Point labeling examples:
** Begin **
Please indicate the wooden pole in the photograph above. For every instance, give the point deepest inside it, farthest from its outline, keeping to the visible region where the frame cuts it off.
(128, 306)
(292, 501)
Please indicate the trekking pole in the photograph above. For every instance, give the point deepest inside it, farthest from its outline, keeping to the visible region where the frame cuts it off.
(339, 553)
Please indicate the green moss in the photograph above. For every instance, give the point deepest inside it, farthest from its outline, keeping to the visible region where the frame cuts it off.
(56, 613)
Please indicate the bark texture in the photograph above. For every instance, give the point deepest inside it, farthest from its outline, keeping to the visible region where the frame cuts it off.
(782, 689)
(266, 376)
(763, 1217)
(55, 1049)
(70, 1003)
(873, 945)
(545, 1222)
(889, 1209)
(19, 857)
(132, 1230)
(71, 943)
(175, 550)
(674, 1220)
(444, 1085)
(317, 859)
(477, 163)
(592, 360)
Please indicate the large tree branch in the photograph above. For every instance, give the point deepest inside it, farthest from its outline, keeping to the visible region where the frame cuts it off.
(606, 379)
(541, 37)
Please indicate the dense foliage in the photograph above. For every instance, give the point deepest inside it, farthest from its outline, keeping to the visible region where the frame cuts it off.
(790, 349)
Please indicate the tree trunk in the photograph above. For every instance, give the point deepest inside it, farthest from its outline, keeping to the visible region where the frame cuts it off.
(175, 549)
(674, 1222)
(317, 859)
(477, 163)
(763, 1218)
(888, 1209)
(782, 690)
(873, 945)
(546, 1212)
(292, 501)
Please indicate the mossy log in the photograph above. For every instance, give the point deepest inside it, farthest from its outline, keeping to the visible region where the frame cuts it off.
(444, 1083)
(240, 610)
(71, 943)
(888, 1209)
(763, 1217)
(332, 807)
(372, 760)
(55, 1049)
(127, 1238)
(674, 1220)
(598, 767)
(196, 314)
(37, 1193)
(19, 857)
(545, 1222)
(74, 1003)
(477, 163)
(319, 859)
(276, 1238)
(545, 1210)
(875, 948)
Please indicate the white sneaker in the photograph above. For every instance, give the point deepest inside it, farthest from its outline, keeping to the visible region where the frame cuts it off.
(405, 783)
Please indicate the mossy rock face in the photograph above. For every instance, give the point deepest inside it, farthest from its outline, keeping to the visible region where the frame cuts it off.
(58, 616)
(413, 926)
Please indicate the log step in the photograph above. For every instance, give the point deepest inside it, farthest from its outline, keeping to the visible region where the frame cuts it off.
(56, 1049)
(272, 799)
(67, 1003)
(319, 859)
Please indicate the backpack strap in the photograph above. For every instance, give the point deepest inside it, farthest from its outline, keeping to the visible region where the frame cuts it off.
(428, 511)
** End **
→ TO DO
Send back all of the entries exactly, with nothing missing.

→ EXERCISE RESPONSE
Please indicate the wooden pole in the photograph above. For every instance, give the point deepest inside it, farthest from its outline, keeping to the visible region where the frame cuts it off.
(128, 306)
(292, 501)
Please indicate the trekking pole in the photograph above. For every instance, give the point deepest inside it, farthest from its outline, keeping to the visible region where the frame cuts it off.
(339, 553)
Please indicate the green moss in the photograph above. For every instance, give the point deepest inside it, farthest from its outline, keeping to the visible region where the frame cuts it off.
(56, 613)
Please indicate the bark texture in the photograph above. For every instance, give the point deepest inside it, farthest from its outline, keeping to the visible region where the frame cuts it off.
(782, 689)
(266, 376)
(763, 1217)
(55, 1049)
(70, 1003)
(873, 945)
(545, 1222)
(889, 1209)
(19, 857)
(132, 1230)
(71, 943)
(175, 550)
(674, 1220)
(444, 1085)
(317, 859)
(477, 163)
(592, 360)
Please indicate the large tree branch in the photograph above. For every instance, give the point deepest inside it, farthest from its outline, keeping to the visible region where the frame cuts it off.
(606, 379)
(541, 37)
Please indicate the dense foliage in the photograph above. For every instance, give the point deepest inside it, farthest from its outline, keeping to the visible region where the frame cuts it off.
(790, 349)
Please indicate the tree trunk in the photograph above. For every instance, give the point deepest inside it, farthest from its outline, keeping to the visible region where the frame cuts it off.
(175, 549)
(674, 1222)
(317, 859)
(477, 163)
(763, 1218)
(888, 1209)
(782, 690)
(873, 945)
(546, 1212)
(292, 501)
Please indicate the mossy log in the photograph above. For every instance, give the point deepest inside it, farthest from its outline, keeping to the visible region where the frame cuts it off.
(444, 1083)
(240, 610)
(71, 943)
(888, 1209)
(763, 1217)
(332, 807)
(372, 760)
(55, 1049)
(127, 1238)
(674, 1220)
(598, 767)
(196, 314)
(37, 1193)
(19, 857)
(545, 1222)
(74, 1003)
(477, 163)
(319, 859)
(276, 1238)
(545, 1210)
(875, 948)
Please indicate the white sneaker in the photograph above. For every instance, give the point deepest inside it, farthest from its outline, keeping to the visible region where the frame cuts it off.
(405, 783)
Please indicate the mossy rock face in the photograph above. For every instance, give the point deepest inside it, farthest from its outline, keeping to the visible region where the frame cuts it off.
(58, 616)
(413, 926)
Please indicate the log step in the photograph above. For every instance, give the point deepest inside it, farthest from its outline, keeping to the visible region where the frame cuts it off.
(56, 1049)
(272, 799)
(67, 1003)
(319, 859)
Please indicate the backpack strap in the photograph above. For every instance, give the point deepest inside it, farthest from its outline, keeping to the visible region where the frame cuts it off.
(428, 511)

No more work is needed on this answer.